Nothing but the lines from the one containing "Target: lower air intake grille" through the one containing "-- sample [1242,332].", both included, should be given again, each exactly as written below.
------ Data shown ------
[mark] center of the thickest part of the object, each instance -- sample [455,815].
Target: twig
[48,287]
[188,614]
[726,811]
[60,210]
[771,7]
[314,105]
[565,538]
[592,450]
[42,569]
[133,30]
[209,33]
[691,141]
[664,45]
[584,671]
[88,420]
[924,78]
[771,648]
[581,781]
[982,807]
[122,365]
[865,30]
------
------ Data shown ------
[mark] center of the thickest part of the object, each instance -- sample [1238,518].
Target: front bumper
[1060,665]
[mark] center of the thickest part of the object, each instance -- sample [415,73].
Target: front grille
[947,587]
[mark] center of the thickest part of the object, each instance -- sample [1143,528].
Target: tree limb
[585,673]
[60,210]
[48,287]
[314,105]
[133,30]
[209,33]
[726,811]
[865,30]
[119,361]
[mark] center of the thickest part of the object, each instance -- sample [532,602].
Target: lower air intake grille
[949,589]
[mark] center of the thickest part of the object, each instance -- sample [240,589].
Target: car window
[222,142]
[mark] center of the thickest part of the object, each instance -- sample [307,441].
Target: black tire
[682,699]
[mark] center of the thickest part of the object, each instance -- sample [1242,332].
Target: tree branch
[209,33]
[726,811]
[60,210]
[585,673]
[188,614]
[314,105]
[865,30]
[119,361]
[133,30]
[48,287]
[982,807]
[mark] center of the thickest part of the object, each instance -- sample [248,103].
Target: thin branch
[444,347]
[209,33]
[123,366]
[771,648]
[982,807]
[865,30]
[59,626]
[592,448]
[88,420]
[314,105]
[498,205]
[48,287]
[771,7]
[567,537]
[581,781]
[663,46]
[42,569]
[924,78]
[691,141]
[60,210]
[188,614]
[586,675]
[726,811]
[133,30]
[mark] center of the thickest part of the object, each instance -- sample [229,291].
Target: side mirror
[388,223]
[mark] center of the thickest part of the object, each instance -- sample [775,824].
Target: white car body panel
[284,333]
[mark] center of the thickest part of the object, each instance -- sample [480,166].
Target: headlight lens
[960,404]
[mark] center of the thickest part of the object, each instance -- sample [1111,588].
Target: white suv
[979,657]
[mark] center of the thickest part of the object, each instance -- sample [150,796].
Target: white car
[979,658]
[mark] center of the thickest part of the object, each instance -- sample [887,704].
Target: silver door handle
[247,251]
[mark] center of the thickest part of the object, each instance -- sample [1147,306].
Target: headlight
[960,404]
------
## Solved problem
Target: lower air intake grille
[949,589]
[mark] center of the thickest part of the object, each instance -- sample [240,589].
Target: car window
[222,142]
[mark] center of the thickest part of the object, each instance -- sample [307,441].
Target: black tire
[682,699]
[mark] center of the thickest part of the object, each instance -- sample [1242,332].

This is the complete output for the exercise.